- _Provided data_
* start *
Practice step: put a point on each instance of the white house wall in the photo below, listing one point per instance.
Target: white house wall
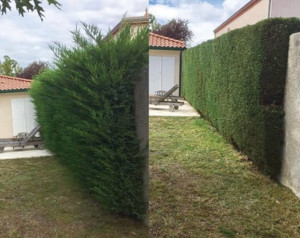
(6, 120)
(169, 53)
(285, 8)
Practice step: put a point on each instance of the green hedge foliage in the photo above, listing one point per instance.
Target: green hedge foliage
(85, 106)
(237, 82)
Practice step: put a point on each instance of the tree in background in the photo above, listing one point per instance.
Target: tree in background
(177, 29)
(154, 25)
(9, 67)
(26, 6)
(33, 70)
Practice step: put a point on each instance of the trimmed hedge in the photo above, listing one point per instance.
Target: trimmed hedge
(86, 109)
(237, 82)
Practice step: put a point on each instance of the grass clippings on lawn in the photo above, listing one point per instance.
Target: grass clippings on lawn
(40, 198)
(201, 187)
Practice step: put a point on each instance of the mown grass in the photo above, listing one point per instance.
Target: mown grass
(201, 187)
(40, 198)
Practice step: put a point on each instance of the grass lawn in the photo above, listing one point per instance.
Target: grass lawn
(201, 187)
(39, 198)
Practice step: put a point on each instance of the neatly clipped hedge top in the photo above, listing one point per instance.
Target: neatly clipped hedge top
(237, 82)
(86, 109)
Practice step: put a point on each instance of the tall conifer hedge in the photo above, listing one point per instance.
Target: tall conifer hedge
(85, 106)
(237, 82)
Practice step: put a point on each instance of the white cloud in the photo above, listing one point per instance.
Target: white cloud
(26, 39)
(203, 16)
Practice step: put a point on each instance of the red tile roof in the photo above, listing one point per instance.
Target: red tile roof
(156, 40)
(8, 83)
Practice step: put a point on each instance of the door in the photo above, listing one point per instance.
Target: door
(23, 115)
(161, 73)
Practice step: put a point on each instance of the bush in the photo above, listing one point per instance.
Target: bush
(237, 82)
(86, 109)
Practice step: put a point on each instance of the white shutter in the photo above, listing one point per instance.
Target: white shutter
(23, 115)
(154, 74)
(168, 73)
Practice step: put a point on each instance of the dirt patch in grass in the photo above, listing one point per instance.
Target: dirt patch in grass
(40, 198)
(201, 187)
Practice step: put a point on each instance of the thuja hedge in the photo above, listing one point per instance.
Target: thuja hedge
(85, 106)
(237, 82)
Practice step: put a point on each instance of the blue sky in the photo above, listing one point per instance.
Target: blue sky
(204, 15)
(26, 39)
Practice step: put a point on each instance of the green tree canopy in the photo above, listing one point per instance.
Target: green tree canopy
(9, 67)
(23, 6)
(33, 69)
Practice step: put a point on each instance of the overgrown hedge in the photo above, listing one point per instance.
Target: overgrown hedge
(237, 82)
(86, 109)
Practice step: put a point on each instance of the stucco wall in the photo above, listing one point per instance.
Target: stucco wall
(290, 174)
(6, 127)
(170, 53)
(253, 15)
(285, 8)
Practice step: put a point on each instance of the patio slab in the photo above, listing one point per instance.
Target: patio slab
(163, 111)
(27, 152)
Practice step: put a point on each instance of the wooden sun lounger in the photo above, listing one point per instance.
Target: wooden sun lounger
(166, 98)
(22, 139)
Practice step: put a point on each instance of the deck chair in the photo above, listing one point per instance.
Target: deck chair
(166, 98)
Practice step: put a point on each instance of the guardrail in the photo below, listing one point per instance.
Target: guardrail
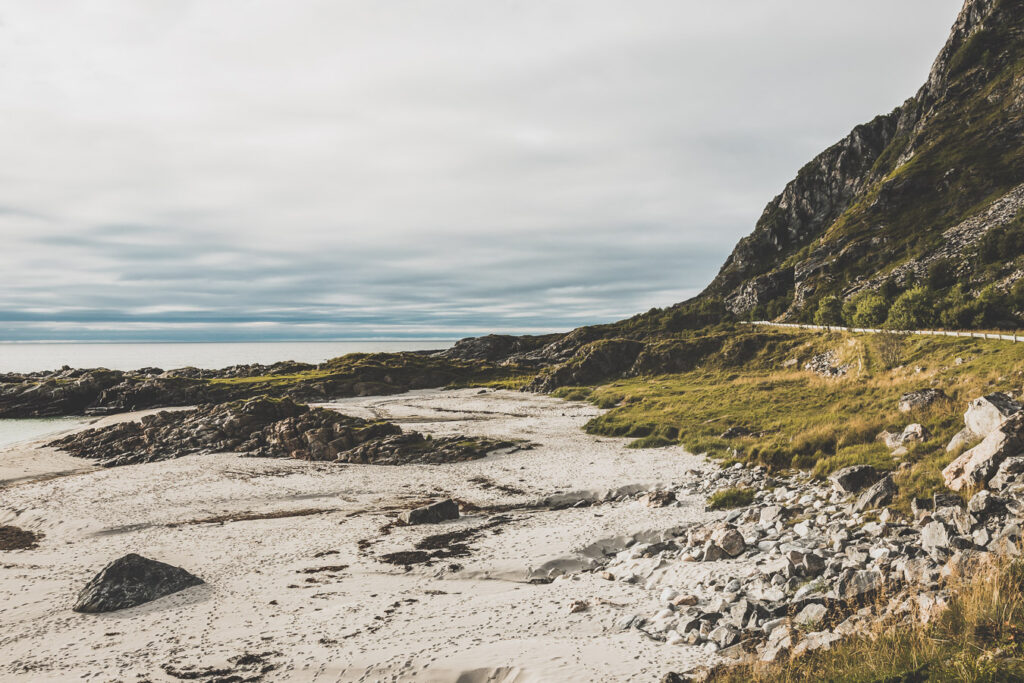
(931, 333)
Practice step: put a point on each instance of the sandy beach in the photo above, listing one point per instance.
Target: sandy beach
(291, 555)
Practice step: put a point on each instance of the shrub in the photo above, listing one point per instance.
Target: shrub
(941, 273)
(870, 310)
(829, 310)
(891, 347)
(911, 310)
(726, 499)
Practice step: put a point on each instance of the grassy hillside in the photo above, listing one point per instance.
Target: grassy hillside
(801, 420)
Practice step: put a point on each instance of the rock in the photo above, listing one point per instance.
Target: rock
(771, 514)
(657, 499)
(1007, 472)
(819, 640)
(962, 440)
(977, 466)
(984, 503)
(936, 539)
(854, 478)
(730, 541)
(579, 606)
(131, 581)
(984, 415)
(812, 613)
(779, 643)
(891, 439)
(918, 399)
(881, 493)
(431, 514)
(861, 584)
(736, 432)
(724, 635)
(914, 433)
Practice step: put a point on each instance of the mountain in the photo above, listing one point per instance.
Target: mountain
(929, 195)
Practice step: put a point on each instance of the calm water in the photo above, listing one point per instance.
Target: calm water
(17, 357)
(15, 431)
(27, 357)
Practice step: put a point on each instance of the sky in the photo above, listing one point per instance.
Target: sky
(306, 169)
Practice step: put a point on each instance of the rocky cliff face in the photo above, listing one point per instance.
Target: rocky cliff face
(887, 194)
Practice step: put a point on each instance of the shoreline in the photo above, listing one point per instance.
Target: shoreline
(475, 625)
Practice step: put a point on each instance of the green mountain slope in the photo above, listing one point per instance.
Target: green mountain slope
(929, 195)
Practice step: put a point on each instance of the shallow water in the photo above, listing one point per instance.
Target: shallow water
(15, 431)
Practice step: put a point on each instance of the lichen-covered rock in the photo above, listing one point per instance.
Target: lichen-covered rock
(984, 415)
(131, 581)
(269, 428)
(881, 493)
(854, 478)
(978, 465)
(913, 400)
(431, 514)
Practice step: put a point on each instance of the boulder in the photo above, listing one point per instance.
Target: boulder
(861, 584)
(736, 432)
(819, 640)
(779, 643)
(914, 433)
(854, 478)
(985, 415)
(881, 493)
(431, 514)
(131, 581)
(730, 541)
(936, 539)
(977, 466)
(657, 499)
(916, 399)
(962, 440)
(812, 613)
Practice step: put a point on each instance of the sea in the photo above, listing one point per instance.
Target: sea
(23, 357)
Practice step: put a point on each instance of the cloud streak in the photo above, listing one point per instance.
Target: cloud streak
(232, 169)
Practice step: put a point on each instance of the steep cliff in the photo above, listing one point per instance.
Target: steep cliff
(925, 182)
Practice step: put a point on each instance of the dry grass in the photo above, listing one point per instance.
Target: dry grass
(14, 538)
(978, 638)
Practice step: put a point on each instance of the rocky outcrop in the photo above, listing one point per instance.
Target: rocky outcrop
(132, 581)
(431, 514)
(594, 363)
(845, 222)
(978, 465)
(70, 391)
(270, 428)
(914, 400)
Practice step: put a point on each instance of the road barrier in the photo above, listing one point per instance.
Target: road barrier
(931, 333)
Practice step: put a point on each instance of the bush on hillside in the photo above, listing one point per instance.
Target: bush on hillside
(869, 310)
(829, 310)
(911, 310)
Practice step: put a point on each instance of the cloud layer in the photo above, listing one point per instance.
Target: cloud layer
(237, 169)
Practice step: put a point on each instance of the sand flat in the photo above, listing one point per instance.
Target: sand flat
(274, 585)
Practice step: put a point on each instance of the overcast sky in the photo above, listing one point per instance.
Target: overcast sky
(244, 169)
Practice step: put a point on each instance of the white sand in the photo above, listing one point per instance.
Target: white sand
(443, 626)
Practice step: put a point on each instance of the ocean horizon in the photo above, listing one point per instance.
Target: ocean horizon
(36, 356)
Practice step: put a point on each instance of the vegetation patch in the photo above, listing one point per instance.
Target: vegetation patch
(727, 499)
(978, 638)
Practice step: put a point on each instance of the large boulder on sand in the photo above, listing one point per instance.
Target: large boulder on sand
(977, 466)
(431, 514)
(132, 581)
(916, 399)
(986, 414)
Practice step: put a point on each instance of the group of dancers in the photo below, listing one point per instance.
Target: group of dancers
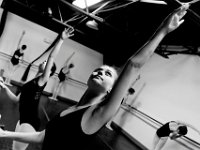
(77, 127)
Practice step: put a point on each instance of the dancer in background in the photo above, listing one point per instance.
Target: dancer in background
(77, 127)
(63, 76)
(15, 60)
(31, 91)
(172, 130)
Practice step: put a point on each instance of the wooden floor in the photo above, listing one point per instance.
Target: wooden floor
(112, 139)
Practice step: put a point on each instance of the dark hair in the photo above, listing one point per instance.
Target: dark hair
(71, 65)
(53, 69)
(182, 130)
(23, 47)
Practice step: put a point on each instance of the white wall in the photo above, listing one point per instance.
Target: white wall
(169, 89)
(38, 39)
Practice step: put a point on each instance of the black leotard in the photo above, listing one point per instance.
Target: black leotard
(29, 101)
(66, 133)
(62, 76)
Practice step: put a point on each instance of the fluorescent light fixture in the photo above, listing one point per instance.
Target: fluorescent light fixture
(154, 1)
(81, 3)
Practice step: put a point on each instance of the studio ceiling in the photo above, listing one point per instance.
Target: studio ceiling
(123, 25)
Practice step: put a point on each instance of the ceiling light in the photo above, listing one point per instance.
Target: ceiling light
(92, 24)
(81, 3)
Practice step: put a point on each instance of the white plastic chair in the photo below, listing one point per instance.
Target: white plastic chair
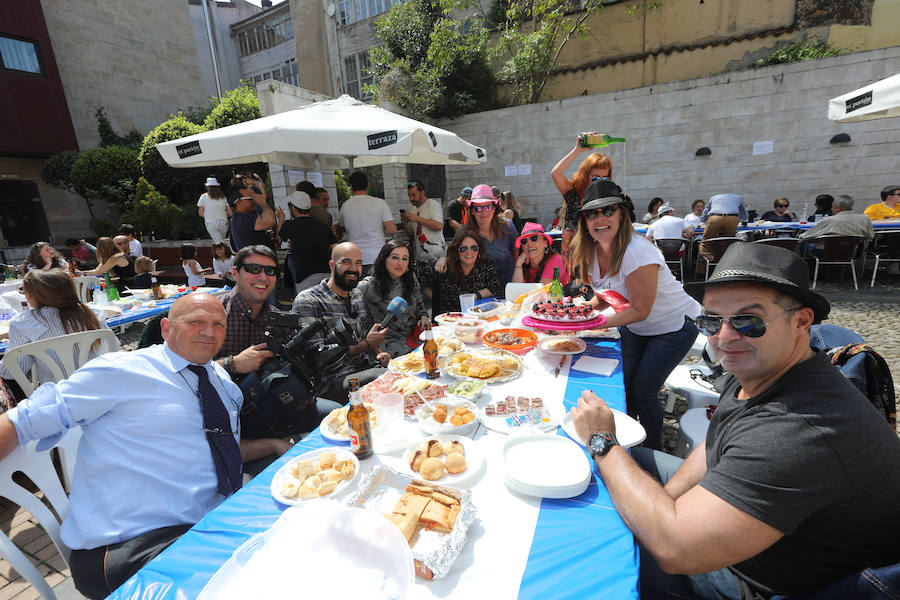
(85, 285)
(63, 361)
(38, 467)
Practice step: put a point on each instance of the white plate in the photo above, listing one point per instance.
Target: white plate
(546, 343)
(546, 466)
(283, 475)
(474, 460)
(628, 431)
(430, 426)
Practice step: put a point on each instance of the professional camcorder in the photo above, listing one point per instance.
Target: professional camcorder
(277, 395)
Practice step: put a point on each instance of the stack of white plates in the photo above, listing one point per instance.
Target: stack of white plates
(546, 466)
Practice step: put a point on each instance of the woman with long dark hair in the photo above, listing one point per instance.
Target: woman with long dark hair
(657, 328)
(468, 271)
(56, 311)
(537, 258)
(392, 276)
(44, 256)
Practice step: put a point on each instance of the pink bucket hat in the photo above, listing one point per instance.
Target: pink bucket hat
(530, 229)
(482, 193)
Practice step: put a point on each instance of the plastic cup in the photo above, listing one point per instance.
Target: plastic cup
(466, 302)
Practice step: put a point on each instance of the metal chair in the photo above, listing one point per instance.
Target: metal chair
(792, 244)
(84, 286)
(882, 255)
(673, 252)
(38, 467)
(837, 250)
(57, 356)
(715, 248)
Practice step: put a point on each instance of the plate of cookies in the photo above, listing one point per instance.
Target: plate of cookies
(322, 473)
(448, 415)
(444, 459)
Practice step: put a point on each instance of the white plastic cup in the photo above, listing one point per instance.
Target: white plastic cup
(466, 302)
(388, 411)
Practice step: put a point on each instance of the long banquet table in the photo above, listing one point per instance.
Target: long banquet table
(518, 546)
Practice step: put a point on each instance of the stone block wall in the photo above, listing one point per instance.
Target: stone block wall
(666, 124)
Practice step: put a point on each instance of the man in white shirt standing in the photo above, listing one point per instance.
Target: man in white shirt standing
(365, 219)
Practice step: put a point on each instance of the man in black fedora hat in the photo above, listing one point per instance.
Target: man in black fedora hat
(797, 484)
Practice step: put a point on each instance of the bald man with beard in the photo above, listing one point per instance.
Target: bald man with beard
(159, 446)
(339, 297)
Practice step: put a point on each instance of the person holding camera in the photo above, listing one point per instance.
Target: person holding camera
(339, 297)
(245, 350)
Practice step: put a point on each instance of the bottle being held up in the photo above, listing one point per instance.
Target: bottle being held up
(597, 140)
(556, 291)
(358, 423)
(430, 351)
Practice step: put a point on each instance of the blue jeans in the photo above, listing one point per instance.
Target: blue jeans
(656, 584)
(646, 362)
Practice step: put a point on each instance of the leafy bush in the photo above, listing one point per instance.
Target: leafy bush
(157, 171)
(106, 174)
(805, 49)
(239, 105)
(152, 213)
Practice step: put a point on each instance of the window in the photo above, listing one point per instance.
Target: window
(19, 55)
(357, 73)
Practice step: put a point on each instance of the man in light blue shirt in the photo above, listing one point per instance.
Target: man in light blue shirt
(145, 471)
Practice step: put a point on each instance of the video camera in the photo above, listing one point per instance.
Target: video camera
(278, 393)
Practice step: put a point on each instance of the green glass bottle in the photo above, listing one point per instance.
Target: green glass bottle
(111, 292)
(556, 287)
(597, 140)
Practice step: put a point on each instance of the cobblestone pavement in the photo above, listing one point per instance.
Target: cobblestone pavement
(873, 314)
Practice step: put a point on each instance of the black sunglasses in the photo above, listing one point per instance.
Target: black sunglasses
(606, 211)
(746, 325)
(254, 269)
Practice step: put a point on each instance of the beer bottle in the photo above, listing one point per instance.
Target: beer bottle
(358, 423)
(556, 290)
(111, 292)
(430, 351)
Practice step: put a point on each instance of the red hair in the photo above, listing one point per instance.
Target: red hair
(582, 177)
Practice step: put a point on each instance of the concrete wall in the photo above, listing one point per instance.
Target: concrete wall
* end *
- _Task objective_
Reproduce word for word the lines above, from the line containing "the green glass" up to and including the final line.

- _Written solution_
Practice step: put a point on each instance of the green glass bottle in the photo above, listing one point per instance.
Target: green glass bottle
(111, 292)
(556, 287)
(597, 140)
Practice step: put a point on each instance of the cobblestone pavement in the photo above, listing one point per instance.
Target: cobblestone pavement
(873, 314)
Practice step: put a point on each instance of the black sunglasses in the photo above, listing one point per instance.
Target: black sunglasses
(606, 211)
(746, 325)
(254, 269)
Practice step: put a point on each instance of the beer bottle in the photo above, listing one point per instance.
Target: beer bottle
(358, 423)
(556, 290)
(111, 292)
(430, 351)
Practice step: put a point on each instance of the red hair in the photo above, listing one point per instance.
Target: red hair
(582, 177)
Practice step: put a point on each instance of the concrete wall in the photo above, listing one point per instance.
Target: concrete wall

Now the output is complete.